EXERCISE BRIEF
Gather the lines below that include the string "player", copying each in full.

━━━━━━

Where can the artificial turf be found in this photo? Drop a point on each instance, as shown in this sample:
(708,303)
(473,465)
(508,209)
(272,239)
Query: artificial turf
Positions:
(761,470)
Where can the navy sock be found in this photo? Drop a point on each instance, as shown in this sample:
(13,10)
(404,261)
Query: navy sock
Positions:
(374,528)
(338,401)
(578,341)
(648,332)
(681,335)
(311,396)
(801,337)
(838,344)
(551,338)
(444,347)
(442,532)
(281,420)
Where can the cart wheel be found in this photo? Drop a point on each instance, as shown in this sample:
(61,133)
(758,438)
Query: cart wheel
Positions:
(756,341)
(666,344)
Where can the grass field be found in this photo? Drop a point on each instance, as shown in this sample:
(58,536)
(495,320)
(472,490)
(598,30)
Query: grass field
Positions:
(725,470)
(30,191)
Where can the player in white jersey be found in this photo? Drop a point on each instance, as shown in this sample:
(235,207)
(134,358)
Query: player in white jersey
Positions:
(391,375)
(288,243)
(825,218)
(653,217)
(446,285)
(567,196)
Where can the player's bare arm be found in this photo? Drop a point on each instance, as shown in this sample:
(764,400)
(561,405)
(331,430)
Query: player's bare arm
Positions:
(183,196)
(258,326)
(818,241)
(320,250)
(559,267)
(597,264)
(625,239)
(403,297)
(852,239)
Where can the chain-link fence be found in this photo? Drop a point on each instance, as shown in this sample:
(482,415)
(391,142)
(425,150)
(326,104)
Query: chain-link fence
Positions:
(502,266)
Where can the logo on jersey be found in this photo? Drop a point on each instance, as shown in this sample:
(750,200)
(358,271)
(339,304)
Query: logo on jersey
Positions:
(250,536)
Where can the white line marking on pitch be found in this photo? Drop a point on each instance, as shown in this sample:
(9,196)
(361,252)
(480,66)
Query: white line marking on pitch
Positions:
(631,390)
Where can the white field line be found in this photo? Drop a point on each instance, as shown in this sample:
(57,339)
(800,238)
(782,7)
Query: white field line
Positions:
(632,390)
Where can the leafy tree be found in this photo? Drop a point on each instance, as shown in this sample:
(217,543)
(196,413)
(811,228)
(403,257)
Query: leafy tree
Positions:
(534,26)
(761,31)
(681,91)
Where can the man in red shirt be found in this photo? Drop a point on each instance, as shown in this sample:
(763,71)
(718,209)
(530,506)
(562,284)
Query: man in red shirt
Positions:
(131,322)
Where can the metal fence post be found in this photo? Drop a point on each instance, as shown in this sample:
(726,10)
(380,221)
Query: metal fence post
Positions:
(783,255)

━━━━━━

ANSWER TO THIS TASK
Where can the player in white jersey be found in this photo? Drop a point on each instance, as shown in this sample:
Query: player in white jersey
Where can the player's bare arm be found in this photo? Drop a point on each instance, as shown in this sample:
Query: player's bare arm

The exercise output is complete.